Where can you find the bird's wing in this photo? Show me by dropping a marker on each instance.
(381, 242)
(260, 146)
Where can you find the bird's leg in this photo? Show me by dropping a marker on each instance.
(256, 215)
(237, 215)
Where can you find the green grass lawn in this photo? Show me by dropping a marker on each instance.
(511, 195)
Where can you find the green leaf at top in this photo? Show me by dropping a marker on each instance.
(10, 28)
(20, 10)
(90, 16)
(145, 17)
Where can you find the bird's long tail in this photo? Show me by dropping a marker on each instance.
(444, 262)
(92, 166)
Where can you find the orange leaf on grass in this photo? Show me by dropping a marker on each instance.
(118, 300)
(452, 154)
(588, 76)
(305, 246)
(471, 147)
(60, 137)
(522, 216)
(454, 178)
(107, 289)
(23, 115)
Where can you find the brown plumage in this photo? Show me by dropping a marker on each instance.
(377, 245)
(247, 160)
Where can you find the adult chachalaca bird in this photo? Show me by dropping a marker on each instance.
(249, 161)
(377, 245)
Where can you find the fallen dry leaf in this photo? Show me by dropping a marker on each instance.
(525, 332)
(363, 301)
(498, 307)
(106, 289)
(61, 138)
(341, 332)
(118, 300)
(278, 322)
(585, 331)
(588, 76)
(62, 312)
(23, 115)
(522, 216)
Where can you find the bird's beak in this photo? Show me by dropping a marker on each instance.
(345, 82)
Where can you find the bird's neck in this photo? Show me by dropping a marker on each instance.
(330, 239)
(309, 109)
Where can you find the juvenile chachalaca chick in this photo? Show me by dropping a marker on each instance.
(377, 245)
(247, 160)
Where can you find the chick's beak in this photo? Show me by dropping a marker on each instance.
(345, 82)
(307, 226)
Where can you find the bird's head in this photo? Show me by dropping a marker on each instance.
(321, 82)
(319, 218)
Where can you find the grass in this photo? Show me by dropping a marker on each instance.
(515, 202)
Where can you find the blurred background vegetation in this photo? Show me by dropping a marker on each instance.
──────────────────────────────
• Problem requirements: Could you reproduce all the records exactly?

• Task output:
Where can you find the bird's wing in this photo? Show me by dropping a marker on each instance.
(381, 242)
(260, 146)
Where can you find the bird's leg in this photo? Show me by dropping a marker on each instance.
(256, 215)
(237, 215)
Where can you find the green grass lawn in this photo? Show me by dropping a marker on each instance.
(511, 195)
Where can you find the green leaf at top in this photo? Show me by dropping a marker on each instance.
(10, 28)
(20, 10)
(90, 16)
(145, 17)
Where can you find the bird's long tail in this photo? Show me by dropping a marker on each instance.
(444, 262)
(92, 166)
Where can you find the orange leaf on grass in this photo? Show me by dropping a marker on each instance.
(118, 300)
(452, 154)
(588, 76)
(305, 246)
(471, 147)
(60, 137)
(522, 216)
(454, 178)
(107, 289)
(23, 115)
Where can you find the brown plumage in this photo? Show me by dropping a marker on each instance.
(377, 245)
(247, 160)
Where can you find the adult chachalaca bird in this photo? Show me by dropping a marker on each instance.
(249, 161)
(377, 245)
Where can you find the fallen dry leaf in this photo? Show me by dropping a marker on each instance.
(525, 332)
(363, 301)
(498, 307)
(106, 289)
(61, 138)
(341, 332)
(118, 300)
(278, 322)
(585, 331)
(588, 76)
(62, 312)
(23, 115)
(522, 216)
Where can you find the bird's beak in this photo? Show me by dropping a marker on each instance.
(345, 82)
Where can you find the bird's neck in this photo? Show me by dropping a marker on each instance.
(330, 239)
(309, 109)
Where can you find the juvenile chachalaca chick in this photo? Show me by dropping a marker on each instance.
(377, 245)
(247, 160)
Where can you find the chick's beak in this photo? Show me by dropping a marker on each instance.
(345, 82)
(307, 226)
Where can you find the bird's head in this photo? Show me by dropping a marker on each instance.
(321, 82)
(319, 218)
Where can you find the grass in this photo? Show me by dropping a marker on each instance.
(515, 202)
Where can you find the blurred background vegetation in this photo? Show me by dropping a marker on each instance.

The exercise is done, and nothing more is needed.